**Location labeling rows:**
* begin *

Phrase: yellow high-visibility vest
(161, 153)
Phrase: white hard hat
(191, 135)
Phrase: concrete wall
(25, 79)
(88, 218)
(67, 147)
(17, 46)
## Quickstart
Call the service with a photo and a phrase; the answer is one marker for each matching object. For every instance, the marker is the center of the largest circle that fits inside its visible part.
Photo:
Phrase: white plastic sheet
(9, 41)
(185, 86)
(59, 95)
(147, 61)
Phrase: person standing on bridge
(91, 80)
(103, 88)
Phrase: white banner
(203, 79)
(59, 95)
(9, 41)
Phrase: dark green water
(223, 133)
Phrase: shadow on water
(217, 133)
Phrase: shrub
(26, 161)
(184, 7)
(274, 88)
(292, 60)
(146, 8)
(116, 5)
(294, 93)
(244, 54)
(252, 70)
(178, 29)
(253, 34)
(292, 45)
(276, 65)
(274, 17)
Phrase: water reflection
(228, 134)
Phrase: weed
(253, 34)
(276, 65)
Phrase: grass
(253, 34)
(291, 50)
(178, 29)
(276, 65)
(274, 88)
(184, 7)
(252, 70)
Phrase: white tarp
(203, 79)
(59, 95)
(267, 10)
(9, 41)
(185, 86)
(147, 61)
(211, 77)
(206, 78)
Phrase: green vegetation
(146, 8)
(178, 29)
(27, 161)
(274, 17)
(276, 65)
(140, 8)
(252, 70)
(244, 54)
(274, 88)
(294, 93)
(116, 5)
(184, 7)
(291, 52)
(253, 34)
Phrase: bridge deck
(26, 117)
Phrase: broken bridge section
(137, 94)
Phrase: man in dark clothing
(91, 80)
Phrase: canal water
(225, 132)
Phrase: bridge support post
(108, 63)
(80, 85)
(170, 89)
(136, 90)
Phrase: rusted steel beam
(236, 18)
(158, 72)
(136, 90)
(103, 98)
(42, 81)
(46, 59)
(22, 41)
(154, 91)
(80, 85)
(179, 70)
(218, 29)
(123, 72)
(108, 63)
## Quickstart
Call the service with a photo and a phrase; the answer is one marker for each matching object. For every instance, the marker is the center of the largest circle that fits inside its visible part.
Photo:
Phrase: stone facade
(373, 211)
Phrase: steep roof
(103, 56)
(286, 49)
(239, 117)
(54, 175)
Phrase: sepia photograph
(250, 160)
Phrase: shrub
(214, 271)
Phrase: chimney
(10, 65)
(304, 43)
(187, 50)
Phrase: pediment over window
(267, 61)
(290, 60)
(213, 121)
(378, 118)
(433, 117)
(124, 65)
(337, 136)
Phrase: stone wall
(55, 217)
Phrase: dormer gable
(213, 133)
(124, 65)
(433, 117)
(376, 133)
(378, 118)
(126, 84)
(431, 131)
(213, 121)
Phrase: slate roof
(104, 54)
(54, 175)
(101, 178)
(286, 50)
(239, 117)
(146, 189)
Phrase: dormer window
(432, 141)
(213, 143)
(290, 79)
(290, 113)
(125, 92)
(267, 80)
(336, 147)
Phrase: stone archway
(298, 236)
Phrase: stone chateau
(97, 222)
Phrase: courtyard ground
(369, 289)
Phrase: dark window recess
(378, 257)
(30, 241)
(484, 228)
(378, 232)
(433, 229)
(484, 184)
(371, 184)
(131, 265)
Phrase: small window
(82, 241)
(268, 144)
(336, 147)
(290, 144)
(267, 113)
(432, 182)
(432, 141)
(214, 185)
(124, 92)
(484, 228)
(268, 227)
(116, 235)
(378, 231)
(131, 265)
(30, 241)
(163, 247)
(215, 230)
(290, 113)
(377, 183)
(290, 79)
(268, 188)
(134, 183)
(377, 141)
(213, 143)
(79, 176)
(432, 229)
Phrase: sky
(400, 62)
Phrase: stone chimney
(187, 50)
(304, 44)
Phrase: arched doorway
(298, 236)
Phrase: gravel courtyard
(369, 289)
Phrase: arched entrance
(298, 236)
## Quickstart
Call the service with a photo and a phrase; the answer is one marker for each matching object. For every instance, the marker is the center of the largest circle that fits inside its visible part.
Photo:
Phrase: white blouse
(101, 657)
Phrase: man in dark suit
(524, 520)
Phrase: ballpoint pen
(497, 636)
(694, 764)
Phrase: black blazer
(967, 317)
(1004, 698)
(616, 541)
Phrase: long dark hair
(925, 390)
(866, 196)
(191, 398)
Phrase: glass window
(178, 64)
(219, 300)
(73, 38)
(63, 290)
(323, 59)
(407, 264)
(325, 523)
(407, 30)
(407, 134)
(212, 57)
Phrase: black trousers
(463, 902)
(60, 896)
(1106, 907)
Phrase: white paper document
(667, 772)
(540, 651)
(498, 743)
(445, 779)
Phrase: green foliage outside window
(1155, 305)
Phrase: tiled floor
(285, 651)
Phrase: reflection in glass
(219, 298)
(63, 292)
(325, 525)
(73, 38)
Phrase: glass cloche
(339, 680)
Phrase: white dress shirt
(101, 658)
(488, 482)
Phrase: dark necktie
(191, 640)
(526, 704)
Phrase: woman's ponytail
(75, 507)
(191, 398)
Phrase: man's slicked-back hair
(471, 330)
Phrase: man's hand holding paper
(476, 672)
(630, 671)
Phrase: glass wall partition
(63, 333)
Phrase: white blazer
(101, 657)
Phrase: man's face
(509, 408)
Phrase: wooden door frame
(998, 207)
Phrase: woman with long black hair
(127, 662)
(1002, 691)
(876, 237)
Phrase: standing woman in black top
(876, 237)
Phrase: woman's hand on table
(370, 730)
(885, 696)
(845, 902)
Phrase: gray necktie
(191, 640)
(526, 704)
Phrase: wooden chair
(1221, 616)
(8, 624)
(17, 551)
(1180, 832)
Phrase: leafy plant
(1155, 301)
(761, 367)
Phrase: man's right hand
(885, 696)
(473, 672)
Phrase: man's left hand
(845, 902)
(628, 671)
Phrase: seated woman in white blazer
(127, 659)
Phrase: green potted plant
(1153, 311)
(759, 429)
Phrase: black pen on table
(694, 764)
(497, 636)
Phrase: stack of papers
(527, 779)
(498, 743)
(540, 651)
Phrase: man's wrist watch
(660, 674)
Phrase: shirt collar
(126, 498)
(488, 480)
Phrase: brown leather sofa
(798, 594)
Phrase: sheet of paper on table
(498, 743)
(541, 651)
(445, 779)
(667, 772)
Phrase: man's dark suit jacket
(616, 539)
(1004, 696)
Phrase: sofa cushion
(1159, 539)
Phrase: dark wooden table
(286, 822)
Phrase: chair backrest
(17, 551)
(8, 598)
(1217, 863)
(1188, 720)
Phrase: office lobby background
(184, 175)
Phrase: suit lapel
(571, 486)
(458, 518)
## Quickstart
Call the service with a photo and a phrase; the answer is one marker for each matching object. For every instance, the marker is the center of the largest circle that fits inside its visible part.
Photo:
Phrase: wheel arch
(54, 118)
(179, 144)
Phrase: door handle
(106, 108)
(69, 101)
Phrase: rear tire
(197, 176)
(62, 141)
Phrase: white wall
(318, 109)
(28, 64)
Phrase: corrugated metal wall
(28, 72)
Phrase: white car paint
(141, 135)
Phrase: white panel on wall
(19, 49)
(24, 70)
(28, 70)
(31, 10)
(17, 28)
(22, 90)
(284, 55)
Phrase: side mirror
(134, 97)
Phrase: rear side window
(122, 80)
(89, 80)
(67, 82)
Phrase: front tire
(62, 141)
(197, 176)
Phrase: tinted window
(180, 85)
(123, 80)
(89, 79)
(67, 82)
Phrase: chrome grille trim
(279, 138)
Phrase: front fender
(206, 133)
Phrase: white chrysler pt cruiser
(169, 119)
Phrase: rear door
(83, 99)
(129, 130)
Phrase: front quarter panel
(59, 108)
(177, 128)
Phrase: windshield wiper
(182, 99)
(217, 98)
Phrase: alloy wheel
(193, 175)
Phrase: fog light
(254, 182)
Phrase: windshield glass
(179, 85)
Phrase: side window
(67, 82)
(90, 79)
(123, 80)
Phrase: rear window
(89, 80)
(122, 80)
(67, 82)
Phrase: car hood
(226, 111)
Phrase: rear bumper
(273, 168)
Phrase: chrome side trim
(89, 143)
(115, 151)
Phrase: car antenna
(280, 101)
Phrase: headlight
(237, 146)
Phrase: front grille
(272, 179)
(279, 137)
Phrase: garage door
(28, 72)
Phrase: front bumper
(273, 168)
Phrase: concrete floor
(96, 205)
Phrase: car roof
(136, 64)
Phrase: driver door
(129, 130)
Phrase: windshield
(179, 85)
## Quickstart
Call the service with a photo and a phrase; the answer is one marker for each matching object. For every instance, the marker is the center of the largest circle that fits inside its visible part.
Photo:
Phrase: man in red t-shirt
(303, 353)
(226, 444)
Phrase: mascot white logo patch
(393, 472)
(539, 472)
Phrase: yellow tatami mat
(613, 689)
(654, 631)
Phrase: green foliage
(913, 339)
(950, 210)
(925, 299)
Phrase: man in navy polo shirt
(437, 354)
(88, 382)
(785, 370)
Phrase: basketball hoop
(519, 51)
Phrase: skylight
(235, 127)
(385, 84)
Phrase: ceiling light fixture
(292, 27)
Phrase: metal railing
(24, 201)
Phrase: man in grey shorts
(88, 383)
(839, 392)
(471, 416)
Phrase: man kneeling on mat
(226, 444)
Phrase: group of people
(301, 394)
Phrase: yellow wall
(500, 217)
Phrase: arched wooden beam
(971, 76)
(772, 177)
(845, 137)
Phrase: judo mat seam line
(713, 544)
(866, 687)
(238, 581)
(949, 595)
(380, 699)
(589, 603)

* end *

Render everything from the line containing "Phrase: metal railing" down to the end of the rows as a Markdown table with the columns No. and Line, omitting blank lines.

**Expected answer:**
| No. | Line |
|---|---|
| 1 | Phrase: metal railing |
| 2 | (24, 201) |
| 3 | Phrase: man in grey shorts |
| 4 | (88, 383) |
| 5 | (839, 392) |
| 6 | (471, 416) |
| 7 | Phrase: man kneeling on mat |
| 8 | (226, 444) |
| 9 | Phrase: group of people |
| 10 | (301, 394) |
| 11 | Phrase: yellow wall |
| 12 | (500, 217) |
| 13 | Phrase: arched wooden beam |
| 14 | (971, 76) |
| 15 | (772, 177) |
| 16 | (845, 137) |
| 17 | Phrase: judo mat seam line |
| 18 | (713, 544) |
| 19 | (866, 687) |
| 20 | (238, 581) |
| 21 | (949, 595) |
| 22 | (380, 699) |
| 23 | (589, 603) |